» Try it: Print the entire listing below word for word, excluding its pictures.

» Provided information:
= Beginning of Section =

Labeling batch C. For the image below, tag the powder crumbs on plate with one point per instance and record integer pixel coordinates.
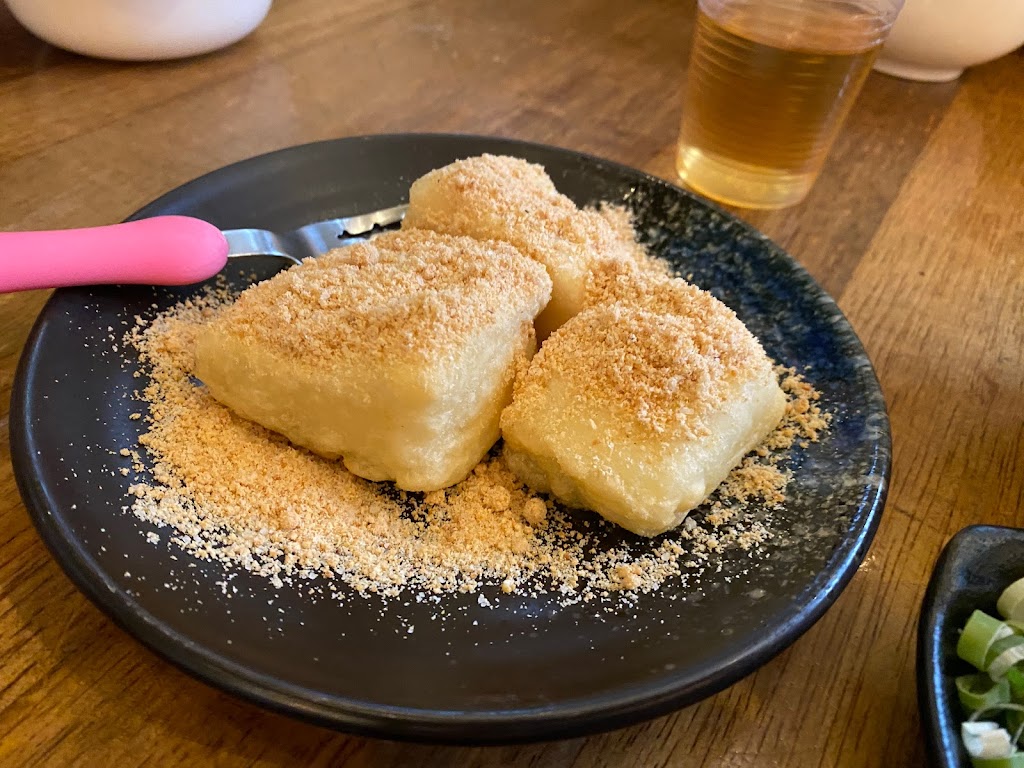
(236, 493)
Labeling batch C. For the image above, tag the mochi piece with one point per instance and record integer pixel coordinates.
(640, 406)
(502, 198)
(396, 354)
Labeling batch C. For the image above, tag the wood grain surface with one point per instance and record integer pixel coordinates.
(916, 226)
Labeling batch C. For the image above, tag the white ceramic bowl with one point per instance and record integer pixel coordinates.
(936, 40)
(140, 30)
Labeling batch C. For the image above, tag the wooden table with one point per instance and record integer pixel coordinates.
(916, 227)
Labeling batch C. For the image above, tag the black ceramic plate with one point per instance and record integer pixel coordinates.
(523, 669)
(974, 568)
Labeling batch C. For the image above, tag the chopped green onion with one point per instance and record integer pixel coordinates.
(980, 632)
(1015, 676)
(1005, 653)
(986, 739)
(979, 691)
(1011, 602)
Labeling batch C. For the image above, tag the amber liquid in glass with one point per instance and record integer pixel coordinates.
(767, 90)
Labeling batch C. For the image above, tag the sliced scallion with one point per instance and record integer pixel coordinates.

= End of Section =

» Output:
Labeling batch C. For the image below, tag the powder crumbs on plate with one point per instance and record integer pixel coordinates.
(236, 493)
Labeling batch C. For the image above, tag the mochi piece with one point per instance and record integer pixel coordinates.
(640, 406)
(502, 198)
(396, 354)
Labeling batch C. For the image above, tag the wood grain surface with one point per instance and record integer pixel coordinates.
(916, 226)
Labeling batch C. For the image above, tag the white ceramic bowl with one point per instance and record integer pixel coordinates.
(936, 40)
(140, 30)
Labeling batch C. For the image above, tag the wooden table with one point per instance and record integer pixel coordinates.
(916, 227)
Labeling batch C. For the image above, tag the black ceramic plate with one point per instance and record integer pixel coordinates.
(523, 669)
(974, 568)
Labeling batch C. For the image above, tag the chopped green onion with one point per instance and record integer pixel coordinates.
(980, 632)
(1015, 676)
(1005, 653)
(986, 739)
(979, 691)
(1011, 602)
Labeling batch C. For the image above, tag the amber liquid in glass with one point per instance and record integer pixel coordinates.
(767, 90)
Labeling batch C. For the image above, tag the sliced scallion with one point per instance and record integer pixel coordinates.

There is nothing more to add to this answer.